Extract to read —
Instead of a weak-willed woman whose life amounted to nothing because of her inability to catch a man, a very different view of Caroline Stephen is found in the writings of female family members and Quakers. Her niece Katherine Stephen, who was to become president of Newnham College, described her as someone who was generous with “toleration and appreciation. But she was not among those who suffer from indecision or from recognising too clearly the importance of various conflicting views of the same question” (xxxii). Rufus Jones, in his Later Periods of Quakerism, describes her as “the foremost interpreter in the Society in England of Friends’ way of worship” and as “a woman of broad culture, of rare insight, of beautiful personality, possessed of a graceful literary style” (969).
Jones’ praise of her contrasts sharply with Leslie Stephen’s opinion, but is more in line with Virginia Woolf’s assessment. She described her aunt as “one of the few to whom the gift of expression is given together with the need of it, and in addition to a wonderful command of language she had a scrupulous wish to use it accurately. Thus her effect upon people is scarcely yet to be decided, and must have reached many to whom her books are unknown” (qtd. in Marcus, “Thinking,” 29). In Quaker Strongholds, Caroline Stephen recounts the general dissatisfaction she felt with her spiritual life prior to her conversion to Quakerism:
What I felt I wanted in a place of worship was a refuge, or at least the opening of a doorway towards the refuge, from doubts and controversies; not a fresh encounter with them. Yet it seems to me impossible that any one harassed by the conflicting views of truth, with which just now the air is thick, should be able to forget controversy while listening to such language as that of the Book of Common Prayer. It seems to me that nothing but silence can heal the wounds made by disputations in the region of the unseen (44).
The disputations regarding the spiritual were taking place not only within society at large, but also within her own family. Leslie Stephen had become a leader of the so-called “naturalistic movement” and had written several influential agnostic pamphlets and essays. Due to his position and influence in Caroline’s life, she “became more or less forced intellectually to take an agnostic position” according to Jones (967).

Complete the following —
1. In the passage on Caroline Stephen, copy the part that opens with "The disputations regarding" and closes with "to Jones (967).", replacing "agnostic" with "skeptical".
2. According to the passage on Caroline Stephen, which position was her niece Katherine Stephen to hold?
The lines aren't needed for anything here.

Data records —
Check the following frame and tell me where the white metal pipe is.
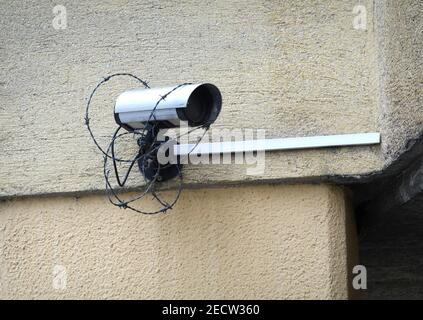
[174,132,380,156]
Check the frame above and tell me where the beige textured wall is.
[0,0,382,197]
[375,0,423,165]
[0,185,355,299]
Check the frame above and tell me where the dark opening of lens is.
[184,86,213,126]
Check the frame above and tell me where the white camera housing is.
[114,83,222,131]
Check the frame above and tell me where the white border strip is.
[174,132,380,156]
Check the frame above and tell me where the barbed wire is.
[84,73,210,215]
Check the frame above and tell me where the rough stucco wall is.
[0,185,351,299]
[375,0,423,166]
[0,0,382,197]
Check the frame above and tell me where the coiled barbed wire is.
[84,73,210,215]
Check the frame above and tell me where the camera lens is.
[184,86,213,126]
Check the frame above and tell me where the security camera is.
[115,83,222,181]
[115,83,222,131]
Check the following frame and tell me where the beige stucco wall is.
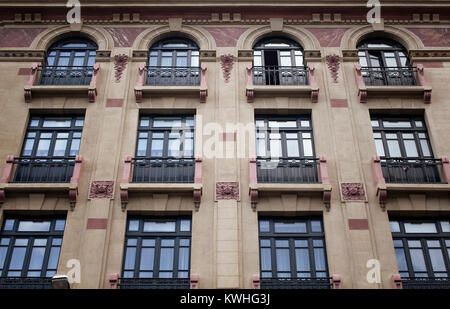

Solutions by task —
1.
The disputations regarding the spiritual were taking place not only within society at large, but also within her own family. Leslie Stephen had become a leader of the so-called “naturalistic movement” and had written several influential skeptical pamphlets and essays. Due to his position and influence in Caroline’s life, she “became more or less forced intellectually to take an skeptical position” according to Jones (967).

2. President of Newnham College.